» **REQUIREMENT**
Count every line in the data below where "clicks" occurs, then state that number and nothing more.

» **Records from a data collection**
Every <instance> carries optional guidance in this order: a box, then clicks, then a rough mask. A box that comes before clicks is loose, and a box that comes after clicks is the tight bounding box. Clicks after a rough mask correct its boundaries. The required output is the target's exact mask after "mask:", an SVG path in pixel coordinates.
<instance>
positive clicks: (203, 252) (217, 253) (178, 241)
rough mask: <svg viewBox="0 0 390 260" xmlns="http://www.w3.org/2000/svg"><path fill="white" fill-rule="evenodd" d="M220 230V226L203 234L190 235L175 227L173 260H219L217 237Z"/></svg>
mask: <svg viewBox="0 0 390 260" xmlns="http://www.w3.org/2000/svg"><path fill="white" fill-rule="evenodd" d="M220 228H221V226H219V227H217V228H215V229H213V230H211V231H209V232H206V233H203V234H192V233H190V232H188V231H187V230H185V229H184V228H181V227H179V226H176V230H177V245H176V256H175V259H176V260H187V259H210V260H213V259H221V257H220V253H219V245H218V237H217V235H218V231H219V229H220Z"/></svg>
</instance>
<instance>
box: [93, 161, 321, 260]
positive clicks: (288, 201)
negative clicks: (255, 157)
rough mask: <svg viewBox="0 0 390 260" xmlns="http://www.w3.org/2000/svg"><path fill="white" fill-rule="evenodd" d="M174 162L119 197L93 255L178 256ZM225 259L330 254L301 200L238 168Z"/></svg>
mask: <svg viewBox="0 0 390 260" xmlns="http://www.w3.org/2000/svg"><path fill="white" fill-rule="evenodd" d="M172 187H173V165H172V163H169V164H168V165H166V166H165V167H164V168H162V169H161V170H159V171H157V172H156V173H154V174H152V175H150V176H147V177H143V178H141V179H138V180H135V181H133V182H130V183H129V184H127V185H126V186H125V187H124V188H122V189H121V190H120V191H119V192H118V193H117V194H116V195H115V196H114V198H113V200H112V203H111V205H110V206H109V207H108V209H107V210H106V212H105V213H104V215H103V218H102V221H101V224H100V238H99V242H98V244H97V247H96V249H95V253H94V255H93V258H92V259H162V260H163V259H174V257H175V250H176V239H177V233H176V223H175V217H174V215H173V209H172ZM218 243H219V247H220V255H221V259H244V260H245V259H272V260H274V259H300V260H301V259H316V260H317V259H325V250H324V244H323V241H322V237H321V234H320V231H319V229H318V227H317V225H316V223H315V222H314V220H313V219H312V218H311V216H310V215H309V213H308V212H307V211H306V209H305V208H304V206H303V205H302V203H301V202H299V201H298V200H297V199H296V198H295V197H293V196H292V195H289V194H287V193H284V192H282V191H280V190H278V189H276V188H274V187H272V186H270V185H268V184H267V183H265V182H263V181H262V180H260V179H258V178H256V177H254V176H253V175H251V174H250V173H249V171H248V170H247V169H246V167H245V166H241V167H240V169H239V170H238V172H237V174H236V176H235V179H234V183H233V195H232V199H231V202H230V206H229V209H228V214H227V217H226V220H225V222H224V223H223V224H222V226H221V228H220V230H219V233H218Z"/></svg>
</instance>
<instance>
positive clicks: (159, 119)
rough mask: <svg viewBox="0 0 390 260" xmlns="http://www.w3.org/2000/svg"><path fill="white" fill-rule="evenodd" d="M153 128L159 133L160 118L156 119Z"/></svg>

» **SOLUTION TO THE PROBLEM**
5